■ **Data items**
________

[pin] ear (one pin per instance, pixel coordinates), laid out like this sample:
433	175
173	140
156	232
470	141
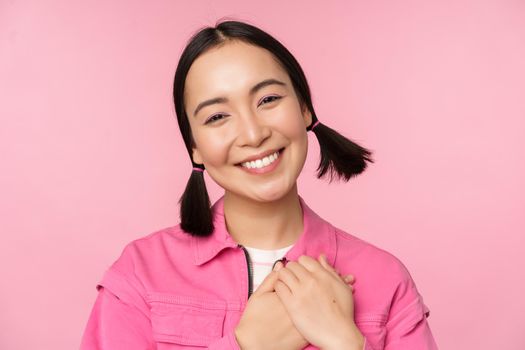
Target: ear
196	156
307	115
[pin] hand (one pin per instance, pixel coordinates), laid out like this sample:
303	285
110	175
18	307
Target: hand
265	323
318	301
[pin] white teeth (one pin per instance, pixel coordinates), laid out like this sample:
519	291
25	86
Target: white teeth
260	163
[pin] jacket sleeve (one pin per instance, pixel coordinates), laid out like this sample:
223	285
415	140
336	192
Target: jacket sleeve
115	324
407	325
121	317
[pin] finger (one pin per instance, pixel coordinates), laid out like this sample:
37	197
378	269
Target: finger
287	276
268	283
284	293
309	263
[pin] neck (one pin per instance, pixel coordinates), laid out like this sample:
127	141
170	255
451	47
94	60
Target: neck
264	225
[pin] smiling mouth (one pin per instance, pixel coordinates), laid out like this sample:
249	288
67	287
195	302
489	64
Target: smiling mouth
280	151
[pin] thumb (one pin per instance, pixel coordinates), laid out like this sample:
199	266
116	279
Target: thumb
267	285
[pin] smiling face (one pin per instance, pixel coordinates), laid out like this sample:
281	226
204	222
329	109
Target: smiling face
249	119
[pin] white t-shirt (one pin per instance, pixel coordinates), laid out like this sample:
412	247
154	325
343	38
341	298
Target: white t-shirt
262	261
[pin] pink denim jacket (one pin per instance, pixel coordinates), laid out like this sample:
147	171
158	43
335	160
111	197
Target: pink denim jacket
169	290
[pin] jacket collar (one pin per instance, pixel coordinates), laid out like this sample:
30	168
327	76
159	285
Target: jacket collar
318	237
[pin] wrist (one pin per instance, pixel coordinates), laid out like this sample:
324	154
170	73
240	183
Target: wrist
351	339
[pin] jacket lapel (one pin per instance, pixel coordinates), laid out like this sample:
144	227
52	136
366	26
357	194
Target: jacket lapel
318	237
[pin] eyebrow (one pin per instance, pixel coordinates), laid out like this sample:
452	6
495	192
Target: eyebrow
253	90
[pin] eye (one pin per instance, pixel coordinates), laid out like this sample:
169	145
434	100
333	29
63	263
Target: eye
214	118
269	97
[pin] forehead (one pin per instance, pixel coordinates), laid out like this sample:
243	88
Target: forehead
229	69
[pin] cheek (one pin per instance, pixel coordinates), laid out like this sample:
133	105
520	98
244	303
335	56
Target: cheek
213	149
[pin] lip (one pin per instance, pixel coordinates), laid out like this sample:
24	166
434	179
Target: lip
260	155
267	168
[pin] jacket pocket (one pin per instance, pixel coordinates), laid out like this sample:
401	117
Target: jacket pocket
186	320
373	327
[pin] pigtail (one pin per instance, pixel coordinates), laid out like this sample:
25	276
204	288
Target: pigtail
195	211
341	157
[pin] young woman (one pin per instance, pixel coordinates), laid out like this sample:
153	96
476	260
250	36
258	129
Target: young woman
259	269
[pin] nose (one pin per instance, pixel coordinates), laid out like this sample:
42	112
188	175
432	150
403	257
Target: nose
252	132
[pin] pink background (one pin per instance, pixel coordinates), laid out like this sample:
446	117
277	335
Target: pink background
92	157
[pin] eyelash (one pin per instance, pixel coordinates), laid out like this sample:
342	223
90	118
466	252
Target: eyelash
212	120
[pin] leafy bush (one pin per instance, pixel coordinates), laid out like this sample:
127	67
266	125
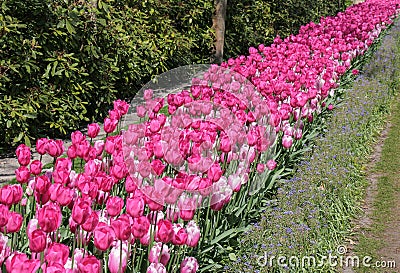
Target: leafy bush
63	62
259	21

________

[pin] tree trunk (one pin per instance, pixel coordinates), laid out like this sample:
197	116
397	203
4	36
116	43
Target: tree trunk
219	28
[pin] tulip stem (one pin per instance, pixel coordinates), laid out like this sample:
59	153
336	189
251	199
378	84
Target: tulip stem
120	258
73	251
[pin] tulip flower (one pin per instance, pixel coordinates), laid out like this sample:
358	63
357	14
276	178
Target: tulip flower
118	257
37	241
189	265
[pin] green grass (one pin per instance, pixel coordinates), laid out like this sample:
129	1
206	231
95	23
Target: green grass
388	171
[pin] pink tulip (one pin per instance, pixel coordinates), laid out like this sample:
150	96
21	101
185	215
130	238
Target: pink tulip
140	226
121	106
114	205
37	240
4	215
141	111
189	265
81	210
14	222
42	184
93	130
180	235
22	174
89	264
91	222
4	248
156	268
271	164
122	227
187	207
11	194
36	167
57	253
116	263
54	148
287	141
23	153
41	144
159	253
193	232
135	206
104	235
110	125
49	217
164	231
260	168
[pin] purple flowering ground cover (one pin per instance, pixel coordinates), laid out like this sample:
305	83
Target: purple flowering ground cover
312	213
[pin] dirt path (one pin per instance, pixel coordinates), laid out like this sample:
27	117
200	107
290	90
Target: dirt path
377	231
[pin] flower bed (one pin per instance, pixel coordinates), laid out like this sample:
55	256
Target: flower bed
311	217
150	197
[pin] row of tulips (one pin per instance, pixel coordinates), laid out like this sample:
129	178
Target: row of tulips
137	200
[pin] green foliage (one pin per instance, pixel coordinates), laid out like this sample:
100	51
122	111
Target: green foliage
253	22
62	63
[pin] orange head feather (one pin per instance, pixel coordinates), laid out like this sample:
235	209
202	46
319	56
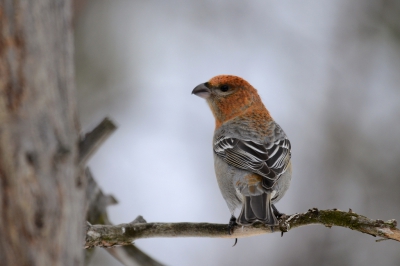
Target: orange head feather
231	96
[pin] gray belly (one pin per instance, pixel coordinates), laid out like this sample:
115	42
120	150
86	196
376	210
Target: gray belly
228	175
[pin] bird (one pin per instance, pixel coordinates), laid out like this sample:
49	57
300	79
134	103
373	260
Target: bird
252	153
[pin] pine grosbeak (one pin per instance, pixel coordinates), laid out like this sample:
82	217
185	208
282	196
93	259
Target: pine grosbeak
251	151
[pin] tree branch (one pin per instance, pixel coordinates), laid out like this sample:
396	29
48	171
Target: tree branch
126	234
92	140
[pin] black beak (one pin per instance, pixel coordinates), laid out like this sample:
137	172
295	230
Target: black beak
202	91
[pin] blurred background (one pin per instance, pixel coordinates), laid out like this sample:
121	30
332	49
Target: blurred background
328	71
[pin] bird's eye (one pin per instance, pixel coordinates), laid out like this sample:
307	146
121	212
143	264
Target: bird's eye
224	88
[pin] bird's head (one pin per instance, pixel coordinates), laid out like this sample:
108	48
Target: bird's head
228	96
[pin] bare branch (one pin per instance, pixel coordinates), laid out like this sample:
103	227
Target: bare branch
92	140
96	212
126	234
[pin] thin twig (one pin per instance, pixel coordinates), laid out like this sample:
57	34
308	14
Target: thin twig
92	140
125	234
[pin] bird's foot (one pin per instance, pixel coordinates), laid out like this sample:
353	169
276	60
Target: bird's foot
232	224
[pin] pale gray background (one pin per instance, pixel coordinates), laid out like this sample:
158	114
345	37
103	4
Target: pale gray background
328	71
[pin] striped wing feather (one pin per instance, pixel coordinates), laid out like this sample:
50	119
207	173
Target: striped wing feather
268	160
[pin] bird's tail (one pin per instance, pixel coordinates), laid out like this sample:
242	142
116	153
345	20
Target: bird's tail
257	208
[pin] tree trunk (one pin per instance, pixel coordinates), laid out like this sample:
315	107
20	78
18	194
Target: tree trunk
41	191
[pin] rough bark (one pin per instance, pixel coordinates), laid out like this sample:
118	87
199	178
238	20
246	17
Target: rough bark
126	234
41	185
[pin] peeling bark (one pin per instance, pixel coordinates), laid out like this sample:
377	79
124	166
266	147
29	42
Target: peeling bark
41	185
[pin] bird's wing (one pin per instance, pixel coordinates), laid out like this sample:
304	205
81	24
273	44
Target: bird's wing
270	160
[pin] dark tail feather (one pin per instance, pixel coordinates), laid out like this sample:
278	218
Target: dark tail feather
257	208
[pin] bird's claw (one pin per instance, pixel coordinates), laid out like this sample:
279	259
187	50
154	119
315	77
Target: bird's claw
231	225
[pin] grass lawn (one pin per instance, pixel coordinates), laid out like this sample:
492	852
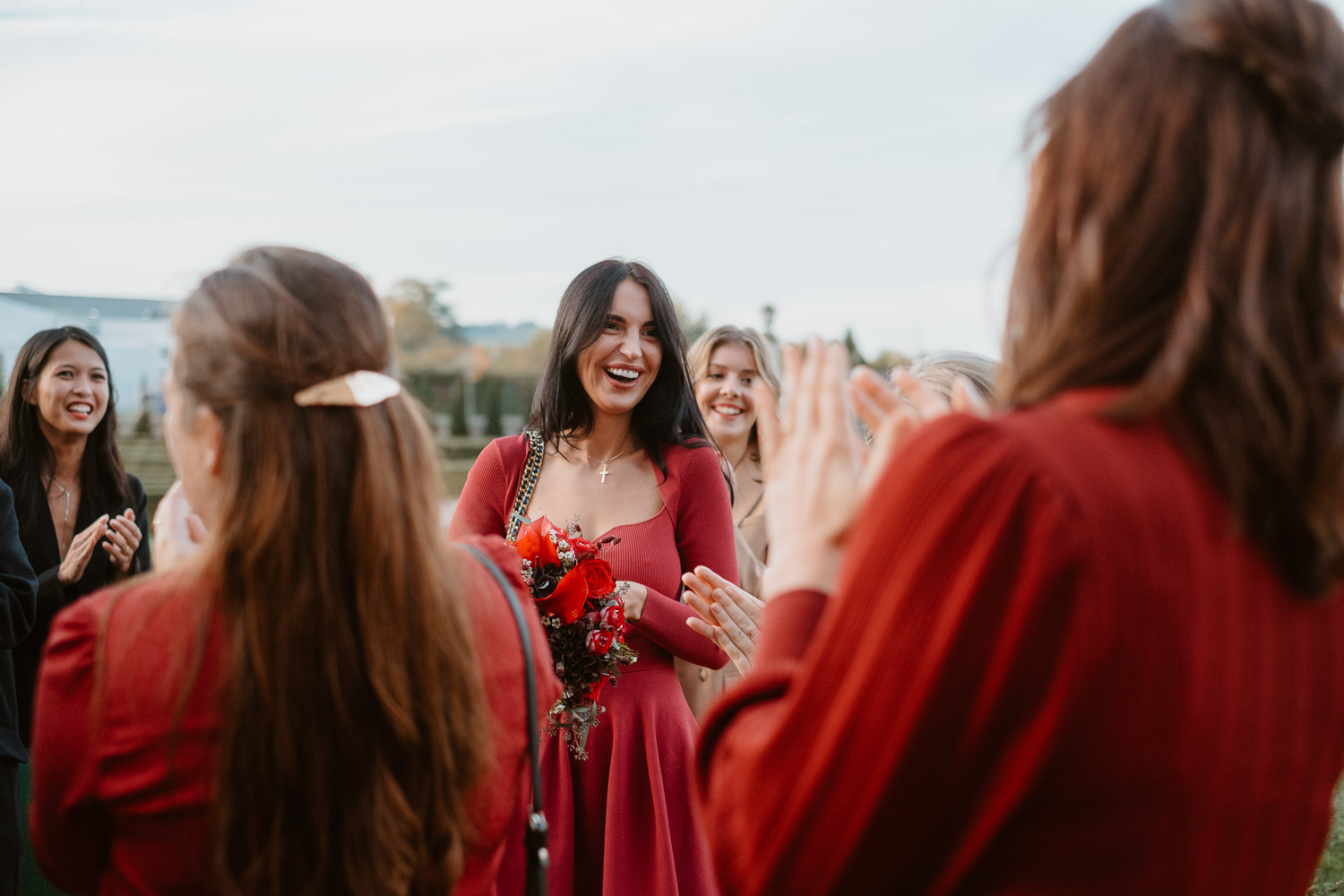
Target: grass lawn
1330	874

________

■ **TASK PROMPT**
Please list every line of the material above that contains the string "sleeve", matching case exactly.

■ **SOLUTION FOR THIS PROBLEM**
[pin] jacket sleeve (one pin per instance, pixel coordinates), laid out like this sample:
Target: jacket sleeve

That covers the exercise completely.